So when Pilate saw that he could do nothing, but rather that a riot was beginning, he took some water and washed his hands before the crowd, saying, “I am innocent of this man’s blood; see to it yourselves.” Then the people as a whole answered, “His blood be on us and on our children!” So he released Barabbas for them; and after flogging Jesus, he handed him over to be crucified.
-Matthew 27:24-26
It is Good Friday. On this day we remember and embody the story of our Lord Jesus Christ’s crucifixion. While reading the traditional scripture passages for this day, I am struck by how beautifully upside-down God’s kingdom works. Who wins a war by dying? Who heals people by suffering? Who gives life to others by bleeding? “God’s foolishness is wiser than human wisdom, and God’s weakness is stronger than human strength” (1 Cor. 1:25). In Christ, God once and for all dismantled human notions of power and wisdom.
The Passion story is heavy with irony. For example, as Jesus enters Jerusalem on Palm Sunday, he is hailed as the Messiah, the King, the One who will overthrow Rome and reestablish Israel’s superiority. The irony comes in that these people are half right. Jesus is their king. He is their Messiah. But he is not the kind of King that they were expecting. He is not the warlord king who will perpetuate human pride by winning through strength of arms. No. Instead, he is their suffering king. He is their servant king. He is their suffering servant.

▶ _RECORD EXCERPTS_:
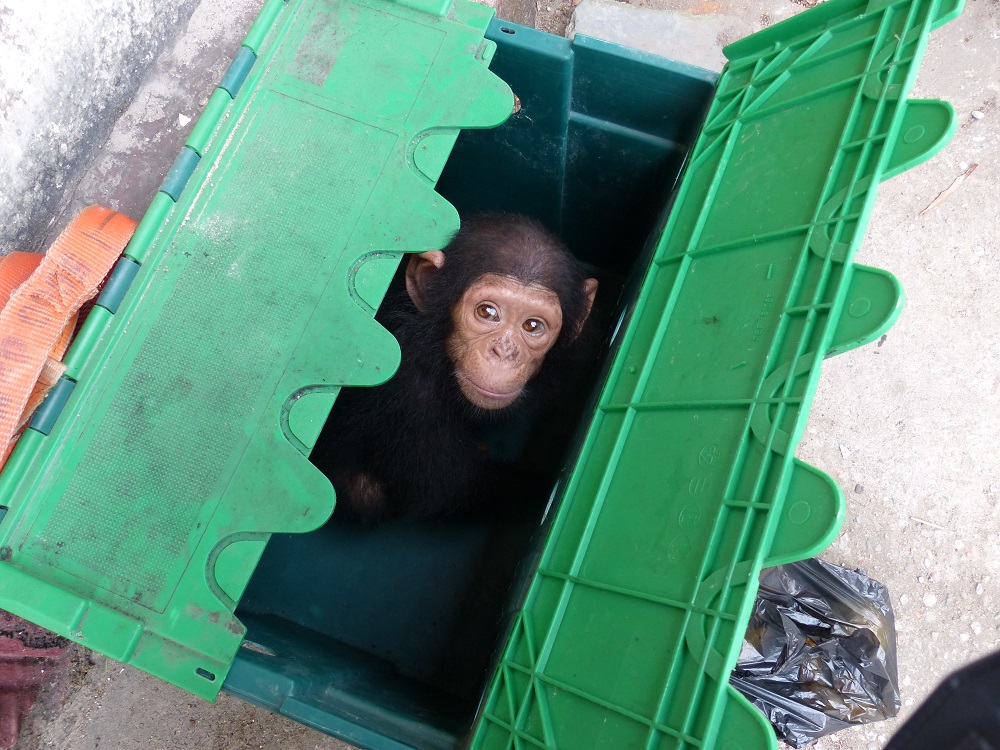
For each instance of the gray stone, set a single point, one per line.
(68, 71)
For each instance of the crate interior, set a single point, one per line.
(389, 634)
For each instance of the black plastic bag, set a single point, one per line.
(820, 651)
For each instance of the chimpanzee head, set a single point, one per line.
(506, 294)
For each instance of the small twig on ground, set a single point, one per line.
(944, 194)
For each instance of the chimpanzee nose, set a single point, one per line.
(504, 348)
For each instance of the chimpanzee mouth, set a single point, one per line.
(506, 397)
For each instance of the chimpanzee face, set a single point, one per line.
(501, 331)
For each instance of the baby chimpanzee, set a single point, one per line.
(490, 330)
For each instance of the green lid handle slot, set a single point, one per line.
(873, 302)
(927, 125)
(811, 516)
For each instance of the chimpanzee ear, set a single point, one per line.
(589, 292)
(419, 269)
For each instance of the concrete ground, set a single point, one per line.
(906, 425)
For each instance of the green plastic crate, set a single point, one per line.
(137, 514)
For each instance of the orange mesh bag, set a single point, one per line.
(39, 300)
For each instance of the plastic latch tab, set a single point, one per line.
(118, 284)
(180, 173)
(238, 71)
(48, 412)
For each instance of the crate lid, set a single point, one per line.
(686, 485)
(133, 525)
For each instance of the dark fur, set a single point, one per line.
(415, 447)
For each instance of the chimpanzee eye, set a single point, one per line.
(533, 325)
(486, 311)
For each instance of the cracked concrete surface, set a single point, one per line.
(905, 425)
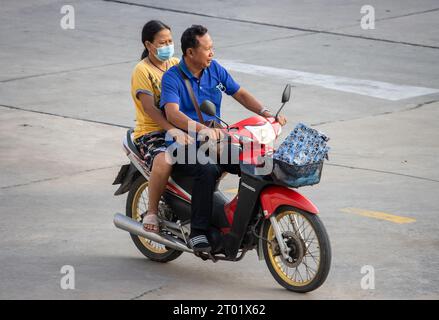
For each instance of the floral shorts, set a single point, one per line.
(150, 145)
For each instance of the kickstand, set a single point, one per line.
(206, 256)
(212, 257)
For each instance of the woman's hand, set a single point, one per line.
(282, 120)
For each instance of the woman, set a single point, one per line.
(151, 125)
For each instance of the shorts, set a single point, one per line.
(150, 145)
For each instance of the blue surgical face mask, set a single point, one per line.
(165, 53)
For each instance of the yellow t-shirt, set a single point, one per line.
(147, 79)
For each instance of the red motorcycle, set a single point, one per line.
(266, 214)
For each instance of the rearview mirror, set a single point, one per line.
(286, 94)
(208, 108)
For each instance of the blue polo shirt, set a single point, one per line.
(213, 82)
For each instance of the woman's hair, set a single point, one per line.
(150, 29)
(189, 37)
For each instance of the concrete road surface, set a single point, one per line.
(65, 105)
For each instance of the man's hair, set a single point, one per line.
(189, 37)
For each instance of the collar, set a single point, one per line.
(186, 70)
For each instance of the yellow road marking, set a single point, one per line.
(379, 215)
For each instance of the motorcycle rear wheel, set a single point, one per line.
(310, 255)
(137, 204)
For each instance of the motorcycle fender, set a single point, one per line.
(274, 196)
(127, 174)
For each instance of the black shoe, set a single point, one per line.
(200, 244)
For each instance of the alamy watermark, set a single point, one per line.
(368, 280)
(227, 150)
(68, 280)
(368, 18)
(68, 19)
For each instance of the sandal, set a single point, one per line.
(151, 223)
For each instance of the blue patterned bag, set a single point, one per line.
(299, 159)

▶ _TRY IT_: In the Good Friday reflection, what did Pilate do when he saw that a riot was beginning?

▶ _TASK ANSWER_: He took some water and washed his hands before the crowd.